- [Instruções]:
1. Transcreva, do texto sobre as tarifas do governo Trump, a passagem que vai de "07 Abril 2025" a "ensino social católico.".
2. Com base no texto sobre as tarifas do governo Trump, responda:
(a) Em que ano os Estados Unidos impuseram tarifas sobre importações de aço e alumínio?
(b) Em que universidade Stephen Pitts faz doutorado?
(c) Quem assina a reportagem?

- [Trecho do documento]:
07 Abril 2025
Na terça-feira, 04-03-2025, o governo Trump deve impor tarifas sobre importações do Canadá e do México. Em 2018, no primeiro mandato do presidente Donald Trump, os Estados Unidos impuseram tarifas sobre importações de aço e alumínio, citando preocupações com a segurança nacional. Desta vez, citaram preocupações sobre a suposta negligência dos governos canadense e mexicano em relação ao fluxo de imigrantes indocumentados e drogas ilícitas — particularmente fentanil — para os EUA.
Stephen Pitts, SJ, é doutorando no Departamento de Economia Aplicada da Universidade de Minnesota. Estuda as causas e consequências da migração a partir de uma perspectiva econômica. Em entrevista à revista America concedida em fevereiro deste ano, o padre falou de como as tarifas do governo Trump se alinham ou entram em conflito com os princípios do ensino social católico.
A reportagem é de Graça Lenahan, publicada por America, 03-03-2025.
Donald Trump disse que planeja "alavancar totalmente a posição econômica dos Estados Unidos" por meio de tarifas, que ele descreve como uma "fonte comprovada de alavancagem para proteger o interesse nacional". Suas políticas tarifárias realmente fortalecerão a economia americana?
Para tentar dar uma interpretação positiva à motivação de Trump, acho que ele está tentando responder às preocupações de sua base, que está sofrendo os efeitos de longo prazo de dois eventos importantes: a aprovação do Nafta e a entrada da China na Organização Mundial do Comércio.

- [Dados fornecidos]:
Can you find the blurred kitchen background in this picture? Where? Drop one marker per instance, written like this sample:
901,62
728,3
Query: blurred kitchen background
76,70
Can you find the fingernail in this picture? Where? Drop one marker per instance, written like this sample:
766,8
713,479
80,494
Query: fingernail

- [Respostas escritas]:
1.
07 Abril 2025
Na terça-feira, 04-03-2025, o governo Trump deve impor tarifas sobre importações do Canadá e do México. Em 2018, no primeiro mandato do presidente Donald Trump, os Estados Unidos impuseram tarifas sobre importações de aço e alumínio, citando preocupações com a segurança nacional. Desta vez, citaram preocupações sobre a suposta negligência dos governos canadense e mexicano em relação ao fluxo de imigrantes indocumentados e drogas ilícitas — particularmente fentanil — para os EUA.
Stephen Pitts, SJ, é doutorando no Departamento de Economia Aplicada da Universidade de Minnesota. Estuda as causas e consequências da migração a partir de uma perspectiva econômica. Em entrevista à revista America concedida em fevereiro deste ano, o padre falou de como as tarifas do governo Trump se alinham ou entram em conflito com os princípios do ensino social católico.

2.
(a) Em 2018.
(b) Na Universidade de Minnesota.
(c) Graça Lenahan.